Text excerpt:
• • • • •

I don’t know if it’s personal atrophy, a sign of cultural disease, a consequence of information overload, the privilege of optionality, or nothing at all, but I can’t seem to commit to any passion or interest for any meaningful duration (to the point that it’s probably not fair to call any of my forays – perhaps teaching aside – passions). Basically, and I know this isn’t a unique phenomenon, I get really into something, invest an unsustainable level of energy and care into it, then witness the gradual deterioration of this (typically intellectual) sprint.

• • • • •

Entries supplied:
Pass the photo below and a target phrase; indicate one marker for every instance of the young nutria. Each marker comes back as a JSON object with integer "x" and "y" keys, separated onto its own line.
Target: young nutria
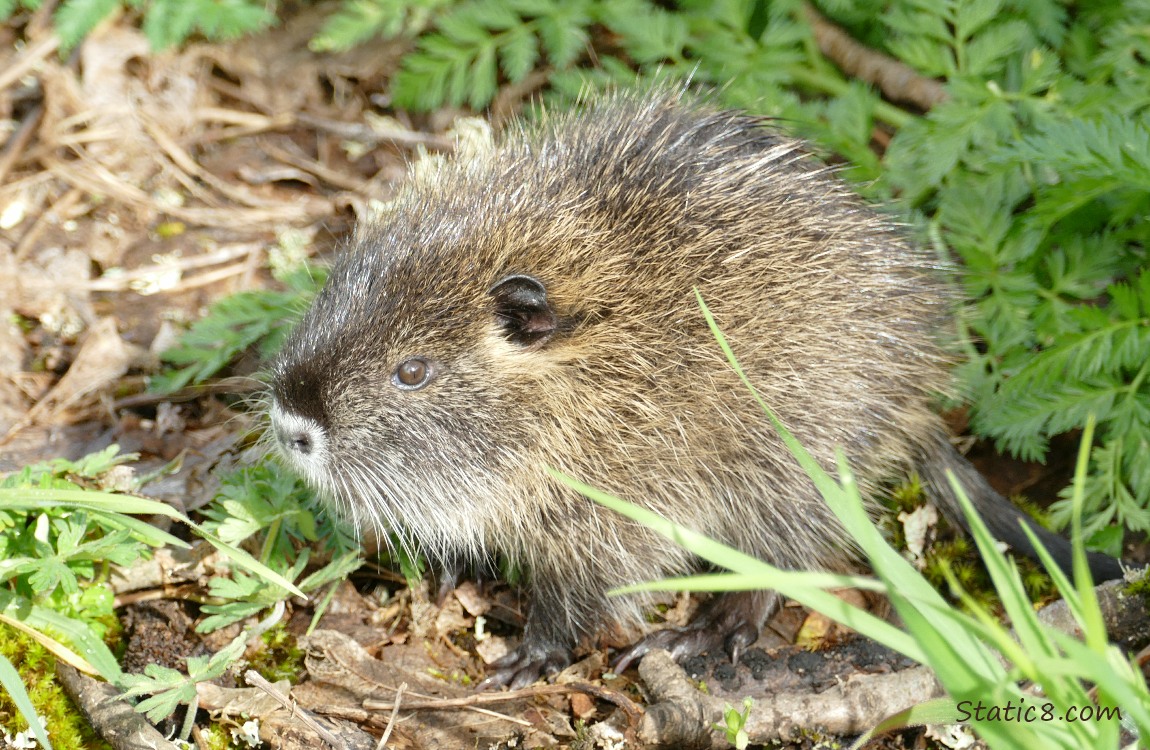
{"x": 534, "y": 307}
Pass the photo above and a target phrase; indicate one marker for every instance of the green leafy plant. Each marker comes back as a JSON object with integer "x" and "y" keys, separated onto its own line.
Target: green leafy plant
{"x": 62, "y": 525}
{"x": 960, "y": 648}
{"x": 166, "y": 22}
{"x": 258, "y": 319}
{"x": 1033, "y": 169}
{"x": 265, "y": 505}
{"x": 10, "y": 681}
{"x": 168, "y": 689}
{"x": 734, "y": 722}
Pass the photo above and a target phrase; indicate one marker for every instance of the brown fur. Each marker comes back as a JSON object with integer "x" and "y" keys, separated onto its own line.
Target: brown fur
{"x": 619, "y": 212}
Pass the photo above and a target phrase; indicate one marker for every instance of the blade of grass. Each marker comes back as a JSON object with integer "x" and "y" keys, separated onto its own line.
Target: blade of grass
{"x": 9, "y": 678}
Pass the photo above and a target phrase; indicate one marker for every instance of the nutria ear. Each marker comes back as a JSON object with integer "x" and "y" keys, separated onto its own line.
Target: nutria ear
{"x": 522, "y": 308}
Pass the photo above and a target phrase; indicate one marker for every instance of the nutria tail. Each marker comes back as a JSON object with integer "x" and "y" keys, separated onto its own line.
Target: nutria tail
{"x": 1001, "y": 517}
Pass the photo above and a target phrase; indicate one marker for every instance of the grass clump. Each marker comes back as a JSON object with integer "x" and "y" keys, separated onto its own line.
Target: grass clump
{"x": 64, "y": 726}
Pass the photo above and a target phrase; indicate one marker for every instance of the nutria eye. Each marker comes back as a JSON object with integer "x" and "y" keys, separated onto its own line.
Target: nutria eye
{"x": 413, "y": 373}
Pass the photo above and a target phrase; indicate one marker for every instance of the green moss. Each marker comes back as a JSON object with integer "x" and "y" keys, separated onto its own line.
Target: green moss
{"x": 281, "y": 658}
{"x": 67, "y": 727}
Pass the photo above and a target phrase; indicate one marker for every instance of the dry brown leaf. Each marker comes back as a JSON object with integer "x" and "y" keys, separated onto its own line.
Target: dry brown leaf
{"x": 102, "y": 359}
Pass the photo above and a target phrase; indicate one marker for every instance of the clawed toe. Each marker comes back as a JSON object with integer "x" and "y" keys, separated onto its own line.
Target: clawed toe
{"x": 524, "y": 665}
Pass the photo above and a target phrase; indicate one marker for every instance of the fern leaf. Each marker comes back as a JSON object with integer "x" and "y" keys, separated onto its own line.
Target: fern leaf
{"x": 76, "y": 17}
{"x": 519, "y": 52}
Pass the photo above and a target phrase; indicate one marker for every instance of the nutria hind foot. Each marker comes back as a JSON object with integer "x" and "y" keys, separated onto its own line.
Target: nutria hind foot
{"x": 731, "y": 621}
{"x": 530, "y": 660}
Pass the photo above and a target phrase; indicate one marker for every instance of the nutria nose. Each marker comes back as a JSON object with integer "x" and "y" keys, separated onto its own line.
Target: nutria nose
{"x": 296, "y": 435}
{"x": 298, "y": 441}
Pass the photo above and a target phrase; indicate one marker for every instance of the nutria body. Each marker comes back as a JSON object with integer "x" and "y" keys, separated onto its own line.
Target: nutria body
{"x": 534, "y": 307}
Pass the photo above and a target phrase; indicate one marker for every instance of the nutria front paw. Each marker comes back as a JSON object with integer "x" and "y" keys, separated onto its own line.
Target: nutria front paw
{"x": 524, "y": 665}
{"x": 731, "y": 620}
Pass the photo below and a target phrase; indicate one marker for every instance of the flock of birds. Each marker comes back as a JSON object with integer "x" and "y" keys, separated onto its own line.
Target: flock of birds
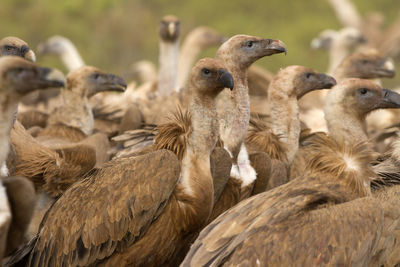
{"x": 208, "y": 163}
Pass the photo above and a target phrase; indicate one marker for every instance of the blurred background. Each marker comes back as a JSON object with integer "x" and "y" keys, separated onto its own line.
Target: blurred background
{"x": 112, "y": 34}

• • • • •

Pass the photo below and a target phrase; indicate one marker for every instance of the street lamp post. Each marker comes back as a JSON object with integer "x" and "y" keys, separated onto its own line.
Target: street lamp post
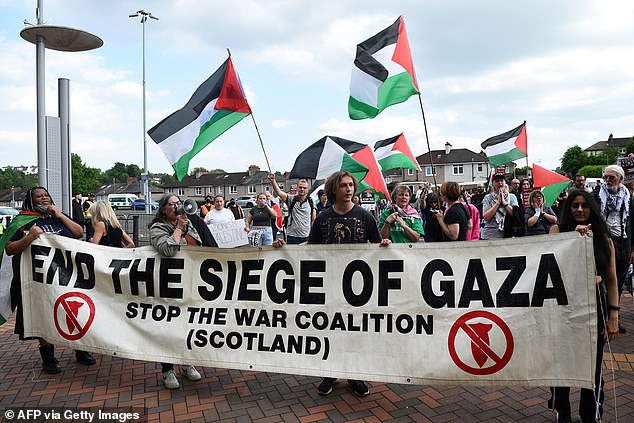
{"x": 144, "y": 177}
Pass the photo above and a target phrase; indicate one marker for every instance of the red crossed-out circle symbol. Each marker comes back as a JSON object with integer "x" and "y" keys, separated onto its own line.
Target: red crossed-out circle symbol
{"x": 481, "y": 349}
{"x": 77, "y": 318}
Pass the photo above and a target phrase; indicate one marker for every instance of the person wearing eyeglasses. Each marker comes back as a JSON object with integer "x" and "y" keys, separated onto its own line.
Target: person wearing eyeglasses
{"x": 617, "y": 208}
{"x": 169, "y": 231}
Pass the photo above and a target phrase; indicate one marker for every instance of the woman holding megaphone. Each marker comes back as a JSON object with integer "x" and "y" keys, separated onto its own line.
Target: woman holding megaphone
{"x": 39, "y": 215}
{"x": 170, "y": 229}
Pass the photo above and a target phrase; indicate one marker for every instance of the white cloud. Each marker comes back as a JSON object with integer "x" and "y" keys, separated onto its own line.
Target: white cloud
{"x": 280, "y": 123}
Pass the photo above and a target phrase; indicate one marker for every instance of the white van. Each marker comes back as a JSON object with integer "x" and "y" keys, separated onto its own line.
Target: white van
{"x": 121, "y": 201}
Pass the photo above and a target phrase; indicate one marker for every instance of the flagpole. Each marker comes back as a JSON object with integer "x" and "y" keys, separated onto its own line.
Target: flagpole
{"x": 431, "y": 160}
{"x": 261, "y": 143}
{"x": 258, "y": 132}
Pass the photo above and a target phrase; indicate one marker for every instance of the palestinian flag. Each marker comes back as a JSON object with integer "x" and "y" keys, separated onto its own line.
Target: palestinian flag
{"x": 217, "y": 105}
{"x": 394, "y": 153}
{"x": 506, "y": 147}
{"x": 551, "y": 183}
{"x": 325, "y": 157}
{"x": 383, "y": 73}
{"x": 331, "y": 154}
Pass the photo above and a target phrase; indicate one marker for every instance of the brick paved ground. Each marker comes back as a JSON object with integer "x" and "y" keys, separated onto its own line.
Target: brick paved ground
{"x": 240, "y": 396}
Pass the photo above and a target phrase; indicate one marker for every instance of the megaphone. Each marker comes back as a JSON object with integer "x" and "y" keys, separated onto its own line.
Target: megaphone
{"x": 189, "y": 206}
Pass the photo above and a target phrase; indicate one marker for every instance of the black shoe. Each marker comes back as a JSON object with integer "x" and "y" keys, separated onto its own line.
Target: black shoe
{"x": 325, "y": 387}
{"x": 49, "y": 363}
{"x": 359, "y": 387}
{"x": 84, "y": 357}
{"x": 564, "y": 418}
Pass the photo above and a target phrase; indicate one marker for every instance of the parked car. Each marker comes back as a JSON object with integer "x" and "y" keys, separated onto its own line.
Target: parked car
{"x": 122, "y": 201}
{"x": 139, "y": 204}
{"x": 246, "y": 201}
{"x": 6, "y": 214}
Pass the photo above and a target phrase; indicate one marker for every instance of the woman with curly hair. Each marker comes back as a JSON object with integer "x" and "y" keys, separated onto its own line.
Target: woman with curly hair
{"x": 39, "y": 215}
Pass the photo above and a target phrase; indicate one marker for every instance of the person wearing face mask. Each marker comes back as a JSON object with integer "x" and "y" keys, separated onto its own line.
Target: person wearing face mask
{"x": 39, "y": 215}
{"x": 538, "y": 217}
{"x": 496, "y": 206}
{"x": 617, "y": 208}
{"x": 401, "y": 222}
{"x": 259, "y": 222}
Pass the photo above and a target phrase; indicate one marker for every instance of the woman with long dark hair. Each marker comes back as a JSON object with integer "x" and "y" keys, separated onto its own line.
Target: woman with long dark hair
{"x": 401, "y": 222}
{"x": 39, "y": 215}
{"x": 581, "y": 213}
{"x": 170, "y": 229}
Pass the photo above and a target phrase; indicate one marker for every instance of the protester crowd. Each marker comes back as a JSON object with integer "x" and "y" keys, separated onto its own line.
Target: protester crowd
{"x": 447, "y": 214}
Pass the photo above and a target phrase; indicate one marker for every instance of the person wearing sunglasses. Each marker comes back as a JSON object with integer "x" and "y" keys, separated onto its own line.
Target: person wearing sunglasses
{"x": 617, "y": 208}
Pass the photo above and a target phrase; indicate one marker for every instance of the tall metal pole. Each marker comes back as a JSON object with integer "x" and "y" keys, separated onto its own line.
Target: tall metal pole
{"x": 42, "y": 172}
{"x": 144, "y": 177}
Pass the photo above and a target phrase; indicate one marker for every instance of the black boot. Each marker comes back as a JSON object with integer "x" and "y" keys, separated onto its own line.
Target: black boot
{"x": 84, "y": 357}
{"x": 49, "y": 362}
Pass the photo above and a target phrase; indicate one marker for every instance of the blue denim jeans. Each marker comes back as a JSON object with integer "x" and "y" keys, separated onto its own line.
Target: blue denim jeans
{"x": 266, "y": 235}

• • • • •

Directions:
[1] In the essay on short-lived passions, which activity does the writer set apart as perhaps an exception?
[2] Pick up the essay on short-lived passions after its final sentence and extend it.
Leave the data out of the work entirely.

Task answers:
[1] Teaching.

[2]
Damn you, Ice Cube. When you casually admitted, in a song largely about women using their butts in a sexually appealing manner, “life ain’t a track meet, [nope], it’s a marathon,” I should’ve heeded your wisdom. Alas, I find myself pursuing one thing, riding it into the ground, then unapologetically moving onto the next thing. I worry that this will happen with my current writing effort, and I worry too that it will happen with this blog and podcast. Because…what else am I not dabbling in? There are so many other things to try out there, right? And it’s way easier to keep trying a bunch of stuff rather than commit to one thing only to see it inevitably fall apart. Perhaps dabbling is my shield against entropy…
OR dabbling is my enemy, and I should declare fidelity to my writing, which includes this blog.
Let it be known then: writing is and shall forever be my passion and my pursuit…my life’s project.